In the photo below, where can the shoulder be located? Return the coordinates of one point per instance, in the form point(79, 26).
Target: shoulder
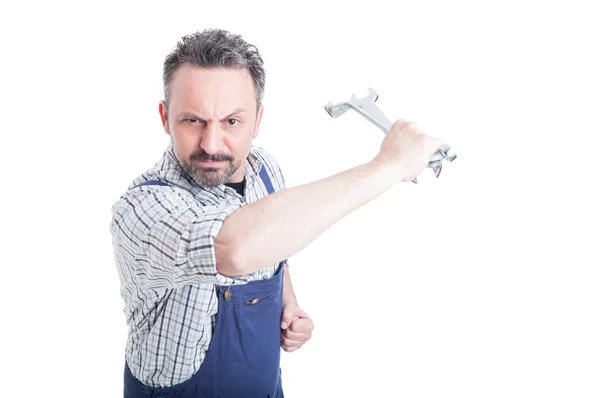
point(266, 160)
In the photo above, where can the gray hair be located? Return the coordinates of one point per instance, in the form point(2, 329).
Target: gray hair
point(215, 48)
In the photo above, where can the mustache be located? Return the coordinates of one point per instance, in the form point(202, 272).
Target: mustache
point(202, 156)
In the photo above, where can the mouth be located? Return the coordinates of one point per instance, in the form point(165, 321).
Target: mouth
point(208, 162)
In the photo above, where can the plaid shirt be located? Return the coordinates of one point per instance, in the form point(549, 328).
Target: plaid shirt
point(163, 239)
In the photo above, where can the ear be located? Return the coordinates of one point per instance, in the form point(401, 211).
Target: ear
point(164, 116)
point(258, 120)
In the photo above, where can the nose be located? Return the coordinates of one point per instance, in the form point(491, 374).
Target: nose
point(211, 140)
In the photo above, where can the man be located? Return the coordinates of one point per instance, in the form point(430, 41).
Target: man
point(202, 239)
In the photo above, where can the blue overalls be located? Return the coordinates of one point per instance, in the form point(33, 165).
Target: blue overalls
point(243, 356)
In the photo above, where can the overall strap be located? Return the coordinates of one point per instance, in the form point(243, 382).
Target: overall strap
point(265, 177)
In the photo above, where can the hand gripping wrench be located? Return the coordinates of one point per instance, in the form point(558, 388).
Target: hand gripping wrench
point(367, 107)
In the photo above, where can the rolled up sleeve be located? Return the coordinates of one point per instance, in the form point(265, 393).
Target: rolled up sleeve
point(165, 240)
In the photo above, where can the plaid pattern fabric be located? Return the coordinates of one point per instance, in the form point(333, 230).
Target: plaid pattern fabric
point(163, 240)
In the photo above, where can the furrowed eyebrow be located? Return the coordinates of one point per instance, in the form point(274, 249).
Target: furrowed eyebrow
point(236, 111)
point(190, 115)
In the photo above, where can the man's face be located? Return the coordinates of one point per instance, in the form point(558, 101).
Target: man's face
point(212, 120)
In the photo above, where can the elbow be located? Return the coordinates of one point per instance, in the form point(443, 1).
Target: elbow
point(229, 260)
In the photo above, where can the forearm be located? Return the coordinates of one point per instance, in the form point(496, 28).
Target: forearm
point(274, 228)
point(289, 297)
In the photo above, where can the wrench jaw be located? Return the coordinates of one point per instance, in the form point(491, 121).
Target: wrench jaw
point(367, 108)
point(336, 110)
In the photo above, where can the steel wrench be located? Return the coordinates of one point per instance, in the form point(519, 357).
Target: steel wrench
point(367, 107)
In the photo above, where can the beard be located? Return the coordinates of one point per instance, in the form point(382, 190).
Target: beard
point(211, 176)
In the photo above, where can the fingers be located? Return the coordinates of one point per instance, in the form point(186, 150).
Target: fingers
point(301, 325)
point(293, 341)
point(297, 334)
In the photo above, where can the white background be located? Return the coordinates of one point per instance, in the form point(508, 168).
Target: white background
point(483, 283)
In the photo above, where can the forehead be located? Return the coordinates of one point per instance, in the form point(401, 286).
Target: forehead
point(195, 87)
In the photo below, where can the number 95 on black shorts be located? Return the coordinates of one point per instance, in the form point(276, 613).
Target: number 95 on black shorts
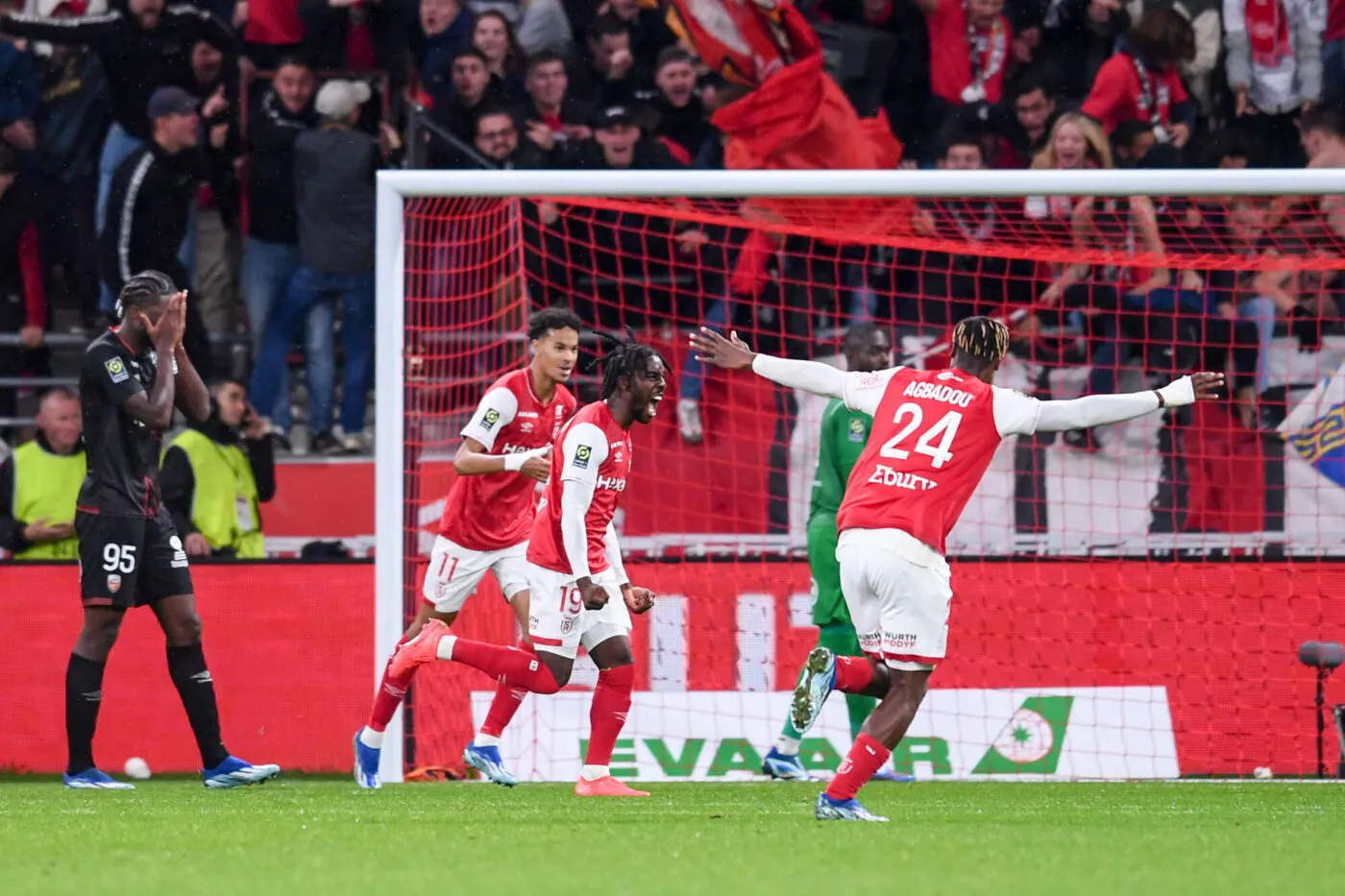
point(130, 561)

================

• **Directions**:
Only the lines from the start of the material to the line with "In the photo above, where can the gray", inclusive, belong in the answer, printed exactly and free of pictures.

• **Solution**:
In the photo below, where can the shoulder be located? Return the coordinates of one point per instance, in the form point(79, 26).
Target: shoulder
point(266, 160)
In the photo above, where can the gray hair be located? Return the coordinates of one point per instance, in the form point(2, 329).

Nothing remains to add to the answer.